* _Exercise task_
Pick out every line of the records that contains the string "segment", and treat uppercase and lowercase as different.

* _Records for processing_

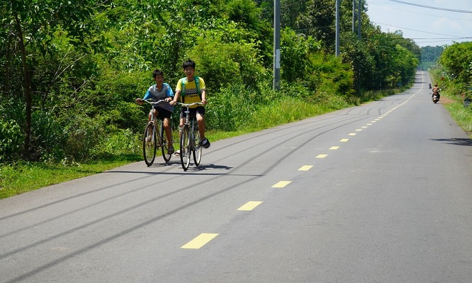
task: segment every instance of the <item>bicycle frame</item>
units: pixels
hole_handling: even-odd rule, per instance
[[[185,113],[185,121],[180,128],[180,162],[184,171],[187,171],[190,163],[190,155],[193,153],[194,161],[196,166],[200,164],[201,159],[201,148],[200,144],[195,144],[195,140],[200,137],[196,137],[195,132],[199,130],[198,121],[195,116],[190,117],[189,107],[195,105],[203,105],[201,103],[194,103],[190,104],[180,103],[180,105],[187,108],[184,111]],[[186,137],[187,135],[187,137]],[[187,139],[187,140],[185,140]],[[186,143],[186,146],[183,145]],[[197,155],[198,154],[198,155]]]
[[[148,166],[152,165],[155,159],[155,151],[158,148],[160,148],[162,151],[162,157],[164,160],[167,162],[170,160],[171,155],[168,154],[169,145],[172,144],[172,140],[167,141],[164,132],[164,122],[162,119],[160,119],[160,127],[158,126],[157,117],[154,116],[154,109],[157,105],[165,101],[165,100],[160,100],[158,101],[152,101],[147,100],[142,100],[146,101],[152,106],[151,110],[151,119],[146,126],[143,140],[143,155],[144,157],[144,162]],[[152,128],[152,130],[150,130]],[[158,130],[160,129],[159,132]]]

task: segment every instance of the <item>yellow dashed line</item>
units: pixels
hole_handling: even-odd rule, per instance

* _Problem solution_
task: segment every instance of the <item>bicycle frame</item>
task: segment every instance of the <item>yellow dashed line</item>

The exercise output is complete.